A block of data
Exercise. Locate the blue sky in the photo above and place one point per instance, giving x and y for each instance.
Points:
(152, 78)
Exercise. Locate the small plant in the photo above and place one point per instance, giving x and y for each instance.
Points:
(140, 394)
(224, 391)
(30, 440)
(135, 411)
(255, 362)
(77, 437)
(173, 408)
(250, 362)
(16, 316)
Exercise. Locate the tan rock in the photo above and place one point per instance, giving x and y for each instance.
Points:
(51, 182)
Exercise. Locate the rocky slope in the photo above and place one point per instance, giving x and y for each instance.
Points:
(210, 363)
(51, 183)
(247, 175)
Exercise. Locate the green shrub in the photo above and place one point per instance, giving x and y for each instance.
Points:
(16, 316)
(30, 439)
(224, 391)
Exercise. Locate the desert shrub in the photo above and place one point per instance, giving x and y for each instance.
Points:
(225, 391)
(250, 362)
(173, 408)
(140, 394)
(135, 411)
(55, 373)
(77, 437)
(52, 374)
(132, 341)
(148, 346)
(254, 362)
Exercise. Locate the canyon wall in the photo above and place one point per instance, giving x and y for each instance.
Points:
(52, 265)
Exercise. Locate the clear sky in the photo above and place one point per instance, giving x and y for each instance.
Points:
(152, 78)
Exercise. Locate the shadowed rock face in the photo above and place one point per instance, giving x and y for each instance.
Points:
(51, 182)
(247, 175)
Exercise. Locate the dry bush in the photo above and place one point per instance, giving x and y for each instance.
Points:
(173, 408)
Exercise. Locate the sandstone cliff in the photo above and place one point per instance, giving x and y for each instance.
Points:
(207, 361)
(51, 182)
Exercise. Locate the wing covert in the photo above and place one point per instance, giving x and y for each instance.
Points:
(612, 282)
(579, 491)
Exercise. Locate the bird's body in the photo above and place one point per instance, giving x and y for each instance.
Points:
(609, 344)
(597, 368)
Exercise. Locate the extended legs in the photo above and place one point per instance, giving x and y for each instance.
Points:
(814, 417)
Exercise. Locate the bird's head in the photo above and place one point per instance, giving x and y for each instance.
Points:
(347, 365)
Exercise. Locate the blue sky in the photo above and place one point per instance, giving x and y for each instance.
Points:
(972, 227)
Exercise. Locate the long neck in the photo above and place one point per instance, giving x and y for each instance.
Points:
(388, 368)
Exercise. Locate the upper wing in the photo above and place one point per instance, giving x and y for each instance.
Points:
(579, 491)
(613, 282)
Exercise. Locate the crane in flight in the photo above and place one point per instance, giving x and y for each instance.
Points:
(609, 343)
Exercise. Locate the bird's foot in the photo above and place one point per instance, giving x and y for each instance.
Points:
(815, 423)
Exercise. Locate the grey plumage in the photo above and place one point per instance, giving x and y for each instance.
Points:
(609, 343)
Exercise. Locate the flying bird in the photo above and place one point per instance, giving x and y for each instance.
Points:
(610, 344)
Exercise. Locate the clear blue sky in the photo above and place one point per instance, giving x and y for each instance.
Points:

Aim
Set down, exactly and in full, the lines from the one containing "Exercise. Locate the bird's head" through the end of the entries; no other line belongs.

Result of this task
Exercise. Locate the bird's head in the photo above and place one point per instance, giving x and y for each instance.
Points:
(347, 365)
Exercise. Locate the blue sky in the photo above and place one point per instance, giving x and y for each instance.
Points:
(972, 227)
Exercise. Locate the long neck in the photo above and place one point per instance, giving x and y for each instance.
Points:
(388, 368)
Exercise. Locate the upper wing in the photo above and place one point per instance, giving x and y for each instance.
Points:
(579, 491)
(613, 282)
Exercise. Locate the crane in flight in the photo above and place one point per instance, giving x and y for each instance.
Points:
(609, 343)
Exercise. Locate the bird's foot in the photo above and place one point per instance, giving x and y for each instance.
Points:
(815, 423)
Exercise. Locate the grey plumage in the photo above and place one point per instance, giving x and y for each instance.
Points:
(609, 343)
Exercise. Locate the flying bird in the photo above and place one point per instance, giving x and y for each instance.
Points:
(610, 344)
Exercise. Locate the clear blue sky in the photo above and place one point per instance, giving x and y for each instance.
Points:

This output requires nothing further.